* Aufgabe
Schreibe alle folgenden Datensätze Zeile für Zeile unverändert ab und lass dabei die Bilder weg.

* Rohdaten
◇ ◇ ◇ ◇ ◇ ◇ ◇
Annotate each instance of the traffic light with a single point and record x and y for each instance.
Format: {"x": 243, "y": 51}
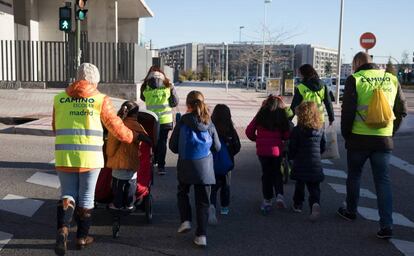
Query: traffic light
{"x": 80, "y": 9}
{"x": 65, "y": 19}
◇ ◇ ◇ ◇ ◇ ◇ ◇
* Ergebnis
Annotate each instance of the traffic light with a single point and record x and y for each instance.
Format: {"x": 243, "y": 51}
Query: traffic light
{"x": 80, "y": 9}
{"x": 65, "y": 19}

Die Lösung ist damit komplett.